Look through the material below. Return exactly the lines from the one with "Every instance of the tower" through the one with "Every instance of the small", both included.
==== Study material
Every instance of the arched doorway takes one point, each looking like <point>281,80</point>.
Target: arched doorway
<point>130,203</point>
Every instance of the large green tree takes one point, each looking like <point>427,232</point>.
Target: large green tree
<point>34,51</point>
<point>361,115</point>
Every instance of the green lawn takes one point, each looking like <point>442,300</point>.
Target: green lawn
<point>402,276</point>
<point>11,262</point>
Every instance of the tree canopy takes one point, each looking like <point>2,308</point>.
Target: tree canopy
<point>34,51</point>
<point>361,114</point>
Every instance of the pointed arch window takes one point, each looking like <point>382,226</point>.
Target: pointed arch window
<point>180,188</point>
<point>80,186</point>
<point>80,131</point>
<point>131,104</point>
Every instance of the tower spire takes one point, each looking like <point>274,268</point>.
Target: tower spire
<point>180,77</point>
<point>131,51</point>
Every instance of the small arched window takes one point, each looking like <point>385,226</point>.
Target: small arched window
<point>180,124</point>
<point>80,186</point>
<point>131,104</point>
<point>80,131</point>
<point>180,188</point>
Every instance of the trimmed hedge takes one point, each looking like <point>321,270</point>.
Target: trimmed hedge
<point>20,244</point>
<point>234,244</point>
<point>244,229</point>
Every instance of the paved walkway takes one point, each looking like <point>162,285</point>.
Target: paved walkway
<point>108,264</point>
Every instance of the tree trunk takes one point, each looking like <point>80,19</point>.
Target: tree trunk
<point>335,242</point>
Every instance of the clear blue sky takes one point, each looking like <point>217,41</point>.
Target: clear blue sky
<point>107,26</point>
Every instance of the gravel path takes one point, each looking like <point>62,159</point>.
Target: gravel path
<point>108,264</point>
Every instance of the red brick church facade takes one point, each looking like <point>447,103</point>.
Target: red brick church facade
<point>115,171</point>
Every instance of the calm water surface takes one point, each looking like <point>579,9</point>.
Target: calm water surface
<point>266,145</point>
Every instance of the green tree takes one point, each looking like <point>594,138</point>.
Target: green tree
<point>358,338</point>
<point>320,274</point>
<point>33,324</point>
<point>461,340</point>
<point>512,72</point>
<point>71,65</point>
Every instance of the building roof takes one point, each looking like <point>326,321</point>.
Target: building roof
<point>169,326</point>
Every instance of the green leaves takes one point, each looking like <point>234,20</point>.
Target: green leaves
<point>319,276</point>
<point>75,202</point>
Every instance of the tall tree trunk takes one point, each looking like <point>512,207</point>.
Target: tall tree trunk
========
# Result below
Every instance of the tower spire takes one point, each looking like <point>274,268</point>.
Target: tower spire
<point>180,77</point>
<point>131,51</point>
Every instance of the small arched window takes one point, each looking like <point>385,226</point>.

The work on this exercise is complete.